▶ [Data for this task]:
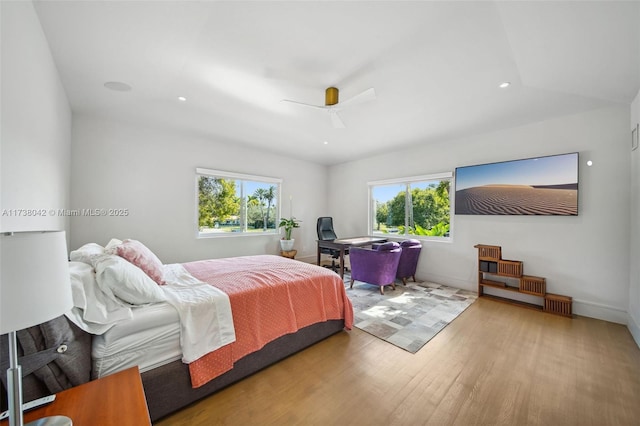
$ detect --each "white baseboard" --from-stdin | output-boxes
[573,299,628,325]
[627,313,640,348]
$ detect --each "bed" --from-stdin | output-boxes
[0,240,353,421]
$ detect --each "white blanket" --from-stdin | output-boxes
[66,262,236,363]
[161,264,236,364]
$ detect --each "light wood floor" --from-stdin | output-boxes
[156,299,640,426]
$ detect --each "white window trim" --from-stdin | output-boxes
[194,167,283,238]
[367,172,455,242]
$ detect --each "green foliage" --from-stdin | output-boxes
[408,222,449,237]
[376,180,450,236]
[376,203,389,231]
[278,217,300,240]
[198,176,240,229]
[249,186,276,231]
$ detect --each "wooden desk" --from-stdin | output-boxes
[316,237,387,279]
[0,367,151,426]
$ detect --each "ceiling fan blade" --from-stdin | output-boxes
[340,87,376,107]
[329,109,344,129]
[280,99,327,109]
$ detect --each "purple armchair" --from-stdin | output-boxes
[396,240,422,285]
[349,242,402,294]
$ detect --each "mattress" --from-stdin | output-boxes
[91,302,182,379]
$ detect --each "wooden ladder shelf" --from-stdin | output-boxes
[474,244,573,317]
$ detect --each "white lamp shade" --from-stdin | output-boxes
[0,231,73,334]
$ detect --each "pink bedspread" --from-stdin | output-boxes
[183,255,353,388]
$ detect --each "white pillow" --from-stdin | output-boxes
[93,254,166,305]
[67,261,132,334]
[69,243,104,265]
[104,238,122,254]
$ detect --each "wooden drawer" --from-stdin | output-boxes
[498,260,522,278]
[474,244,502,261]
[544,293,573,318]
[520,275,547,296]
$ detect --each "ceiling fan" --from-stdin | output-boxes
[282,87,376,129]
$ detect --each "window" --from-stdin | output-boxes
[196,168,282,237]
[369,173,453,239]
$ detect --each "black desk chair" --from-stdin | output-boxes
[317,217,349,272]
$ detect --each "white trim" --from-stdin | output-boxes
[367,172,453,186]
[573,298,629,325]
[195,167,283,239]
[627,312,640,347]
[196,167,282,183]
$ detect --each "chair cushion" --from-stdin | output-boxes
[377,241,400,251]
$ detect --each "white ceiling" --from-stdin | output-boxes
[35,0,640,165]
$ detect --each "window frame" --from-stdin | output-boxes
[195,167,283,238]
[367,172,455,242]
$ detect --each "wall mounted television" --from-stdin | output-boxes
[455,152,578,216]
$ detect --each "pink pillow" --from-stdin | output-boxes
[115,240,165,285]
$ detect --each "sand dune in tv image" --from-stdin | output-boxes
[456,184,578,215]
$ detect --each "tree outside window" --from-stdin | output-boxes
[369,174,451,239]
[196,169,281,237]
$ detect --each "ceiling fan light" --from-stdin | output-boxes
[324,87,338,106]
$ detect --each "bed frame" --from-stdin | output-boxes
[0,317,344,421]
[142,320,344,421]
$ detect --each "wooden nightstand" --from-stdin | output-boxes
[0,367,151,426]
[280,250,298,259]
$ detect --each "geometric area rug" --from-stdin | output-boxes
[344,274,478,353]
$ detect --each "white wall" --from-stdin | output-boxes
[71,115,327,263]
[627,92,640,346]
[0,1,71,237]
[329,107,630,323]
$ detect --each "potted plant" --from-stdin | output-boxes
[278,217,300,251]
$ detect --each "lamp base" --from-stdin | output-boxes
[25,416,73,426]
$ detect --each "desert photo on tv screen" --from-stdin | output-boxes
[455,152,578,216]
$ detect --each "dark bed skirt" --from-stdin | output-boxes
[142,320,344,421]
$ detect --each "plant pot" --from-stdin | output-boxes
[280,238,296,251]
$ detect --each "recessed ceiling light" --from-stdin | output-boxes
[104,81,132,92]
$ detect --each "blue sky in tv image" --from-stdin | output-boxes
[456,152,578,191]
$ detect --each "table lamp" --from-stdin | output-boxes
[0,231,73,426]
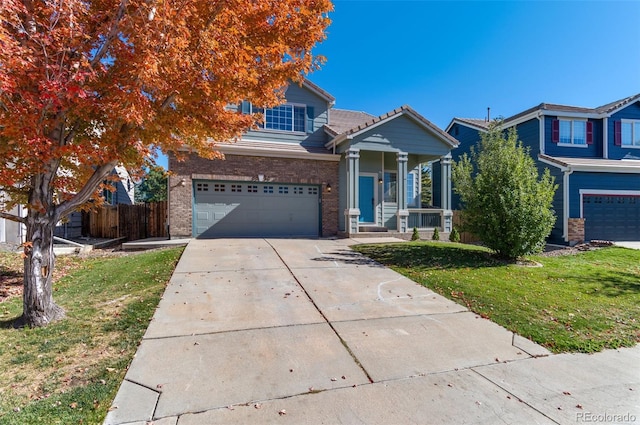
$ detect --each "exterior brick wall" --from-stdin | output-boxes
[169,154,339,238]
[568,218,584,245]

▶ [Prompt]: Leave out the pictures and give the listing above again exactly.

▶ [Complete answer]:
$ detect --each "white baseboard" --from-stdin | output-boxes
[573,299,628,325]
[627,313,640,348]
$ detect --each "bed" --from-stdin | output-boxes
[0,240,353,421]
$ detect --each "white blanket" --from-stdin | output-boxes
[66,262,236,363]
[161,264,236,364]
$ detect --each "light wood floor" --from-stdin | output-boxes
[156,299,640,426]
$ detect --each "white window trim" --from-stdin | output-boxes
[194,167,283,238]
[367,172,455,242]
$ detect --each "green foliage" --from-stdin | output-boxes
[408,222,449,237]
[376,180,450,236]
[376,203,389,231]
[278,217,300,240]
[198,176,240,229]
[249,186,276,231]
$ detect --each "wooden desk" --from-stdin | output-boxes
[316,237,387,279]
[0,367,151,426]
$ detect --each "ceiling fan blade" --from-stdin | output-boxes
[340,87,376,107]
[329,109,344,129]
[280,99,327,109]
$ detect --each "purple armchair" --from-stdin | output-boxes
[396,240,422,285]
[349,242,402,294]
$ detect --each "mattress" --from-stdin | output-boxes
[91,302,182,379]
$ detect --each "wooden ladder shelf" --from-stdin | output-boxes
[474,244,573,317]
$ detect --each "white lamp shade" --from-stdin | output-boxes
[0,231,73,334]
$ detect --each "pink bedspread" --from-stdin | output-boxes
[183,255,353,388]
$ detect --each "white pillow" --from-stdin | output-boxes
[93,254,166,305]
[67,261,132,334]
[69,243,104,265]
[104,238,122,254]
$ detect --each "wooden drawer" --from-stdin | output-boxes
[498,260,522,278]
[474,244,502,261]
[544,293,573,318]
[520,275,547,296]
$ detect --each "ceiling fan" --from-stdin | output-boxes
[282,87,376,129]
$ detect --each "window" --from-stdin | output-boxes
[196,168,282,237]
[369,173,453,239]
$ detect --each "black desk chair" --from-stdin | output-boxes
[317,217,349,272]
$ detect --each "white trim" --from-stdin | output-boxes
[367,172,453,186]
[573,298,629,325]
[195,167,283,239]
[627,312,640,347]
[196,167,282,183]
$ detect --each "chair cushion" --from-stdin | output-boxes
[377,241,400,251]
$ detect --each "white ceiling" --from-stdin | output-boxes
[35,0,640,165]
$ detect --each "window frame" --from-stdin | output-boxes
[195,167,283,238]
[367,172,455,242]
$ detect --each "wall mounted television" --from-stdin | output-boxes
[455,152,578,216]
$ detect --each "pink pillow" --from-stdin | output-boxes
[115,240,165,285]
$ detect --each "sand dune in tv image" --from-stdin | output-boxes
[456,184,578,215]
$ detect --each "tree outside window" --from-stdin | output-boxes
[369,174,451,239]
[196,169,281,237]
$ detect --each "ceiling fan light" --from-stdin | output-boxes
[324,87,338,106]
$ detect --each "bed frame" --from-stdin | output-boxes
[0,317,344,421]
[142,320,344,421]
$ detect --each "wooden nightstand" --from-stdin | output-boxes
[0,367,151,426]
[280,250,298,259]
$ detect --each "geometric area rug" --from-stdin | output-boxes
[344,274,478,353]
$ detect --each "white wall" --from-stdin | output-boxes
[71,115,327,263]
[627,92,640,346]
[0,1,71,237]
[329,107,630,323]
$ detect --each "potted plant" --from-stdin | output-boxes
[278,217,300,251]
$ detect --each "lamp base" --from-stdin | output-boxes
[25,416,73,426]
$ detect --each "desert photo on tv screen" --from-stdin | output-boxes
[455,152,578,216]
$ detect --each "dark bed skirt" --from-stdin | output-boxes
[142,320,344,421]
$ detect --each "plant pot" --from-stdin | output-boxes
[280,238,296,251]
$ detect --each "recessed ceiling light" --from-stdin | output-boxes
[104,81,132,92]
$ detect --each "blue sky in tv image" --from-stdin | output-boxes
[456,152,578,191]
$ detect --each "table lamp" --from-stdin | output-boxes
[0,231,73,426]
$ detect --each "exterior brick wall" --from-stdin | output-boxes
[169,154,339,238]
[568,218,584,245]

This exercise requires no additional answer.